> **Set problem**
Convert the stretch of the listing from its start through the line containing "(1004, 796)" into a two-column CSV with the headers instruction and answer, one row per instruction. Each instruction's text and its answer go in a single quoted field apiece, with line breaks replaced by spaces.
** start of Source data **
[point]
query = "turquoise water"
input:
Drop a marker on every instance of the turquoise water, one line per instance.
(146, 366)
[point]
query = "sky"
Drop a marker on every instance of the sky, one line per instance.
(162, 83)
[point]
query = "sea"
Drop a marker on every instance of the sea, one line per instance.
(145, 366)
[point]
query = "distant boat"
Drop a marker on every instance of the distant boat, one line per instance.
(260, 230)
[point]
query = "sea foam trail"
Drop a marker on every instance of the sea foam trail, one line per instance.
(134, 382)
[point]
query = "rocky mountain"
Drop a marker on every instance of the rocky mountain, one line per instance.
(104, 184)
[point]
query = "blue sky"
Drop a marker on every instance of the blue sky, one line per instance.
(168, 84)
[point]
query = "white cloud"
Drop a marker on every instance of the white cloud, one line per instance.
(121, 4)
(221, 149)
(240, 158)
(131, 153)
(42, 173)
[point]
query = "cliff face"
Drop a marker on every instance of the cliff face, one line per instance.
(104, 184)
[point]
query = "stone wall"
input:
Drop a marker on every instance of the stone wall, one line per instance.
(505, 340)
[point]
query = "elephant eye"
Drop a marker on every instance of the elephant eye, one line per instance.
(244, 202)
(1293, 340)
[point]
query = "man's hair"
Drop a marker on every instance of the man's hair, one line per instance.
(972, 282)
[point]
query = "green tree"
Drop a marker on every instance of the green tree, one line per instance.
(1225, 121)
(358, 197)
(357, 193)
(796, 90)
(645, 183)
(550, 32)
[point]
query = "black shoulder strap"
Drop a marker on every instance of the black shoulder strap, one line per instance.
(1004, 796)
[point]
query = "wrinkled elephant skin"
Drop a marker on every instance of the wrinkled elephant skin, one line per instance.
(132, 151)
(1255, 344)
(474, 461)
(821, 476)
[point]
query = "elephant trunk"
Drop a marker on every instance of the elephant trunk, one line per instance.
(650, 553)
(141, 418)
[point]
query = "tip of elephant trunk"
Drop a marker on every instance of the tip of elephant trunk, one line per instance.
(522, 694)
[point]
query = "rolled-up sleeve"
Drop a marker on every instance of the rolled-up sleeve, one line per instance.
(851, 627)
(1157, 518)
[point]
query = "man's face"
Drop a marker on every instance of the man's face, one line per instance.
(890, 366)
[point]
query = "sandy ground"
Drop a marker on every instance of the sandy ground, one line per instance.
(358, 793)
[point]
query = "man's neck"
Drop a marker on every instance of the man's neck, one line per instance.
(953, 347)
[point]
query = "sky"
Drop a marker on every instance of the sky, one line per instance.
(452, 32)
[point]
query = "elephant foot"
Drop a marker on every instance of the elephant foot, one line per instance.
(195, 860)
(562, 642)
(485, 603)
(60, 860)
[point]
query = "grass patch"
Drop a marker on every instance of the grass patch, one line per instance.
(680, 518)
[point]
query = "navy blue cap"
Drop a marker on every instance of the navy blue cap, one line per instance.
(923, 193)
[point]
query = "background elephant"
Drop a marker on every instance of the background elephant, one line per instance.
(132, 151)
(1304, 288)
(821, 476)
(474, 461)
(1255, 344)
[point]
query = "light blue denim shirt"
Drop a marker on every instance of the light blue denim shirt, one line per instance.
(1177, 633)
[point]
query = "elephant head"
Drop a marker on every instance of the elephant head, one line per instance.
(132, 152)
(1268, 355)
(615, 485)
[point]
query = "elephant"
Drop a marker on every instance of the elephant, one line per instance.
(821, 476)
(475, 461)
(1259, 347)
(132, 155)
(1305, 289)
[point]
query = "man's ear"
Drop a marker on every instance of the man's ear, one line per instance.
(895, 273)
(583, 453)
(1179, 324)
** end of Source data **
> **Written response**
instruction,answer
"[point] query = ""turquoise water"" input: Drop a marker on every instance of the turquoise water, one line per instance.","(146, 366)"
"[point] query = ""sky"" Drop a marker on every instance of the sky, one line per instance.","(162, 83)"
"[point] query = ""sea"" Drop a marker on every instance of the sea, one line per instance.","(145, 366)"
"[point] query = ""distant boat"" Drop a marker on every instance of the distant boat, one line per instance.","(260, 230)"
"[point] query = ""sea foam trail"" Drop a marker on every instance of the sea foam trail, one line per instance.","(134, 382)"
"[point] query = ""rocky mountain"" Drop a marker on every instance of the rocky mountain, one line per instance.","(104, 184)"
"[point] query = ""blue sky"" Drop a marker on every instance of the blue sky, one line per instance.","(168, 84)"
"[point] query = ""white cloud"" Drop a marker on every instance of the white cloud, one line per instance.","(121, 4) (221, 149) (240, 158) (131, 153) (42, 173)"
"[point] query = ""cliff face"" Drop a marker on every instance of the cliff face, one line per instance.","(104, 184)"
"[point] query = ""stone wall"" input: Drop a marker on every instance of the stone wall, one line per instance.","(505, 340)"
"[point] query = ""elephant eye"" Drop a marker on every instance of the elephant eye, one line per instance.","(244, 202) (1293, 340)"
"[point] query = ""man's hair"" Drop a marker on every instance of the man's hair, one line per instance.","(972, 282)"
"[point] query = ""green tree"" Drop a marker on every instance of the green tree, one line per instance.","(1225, 121) (358, 197) (357, 193) (796, 90) (645, 183) (550, 32)"
"[point] query = ""black shoulder strap"" Drop a marker on every instance of the black shoulder strap, one line per instance.","(1004, 796)"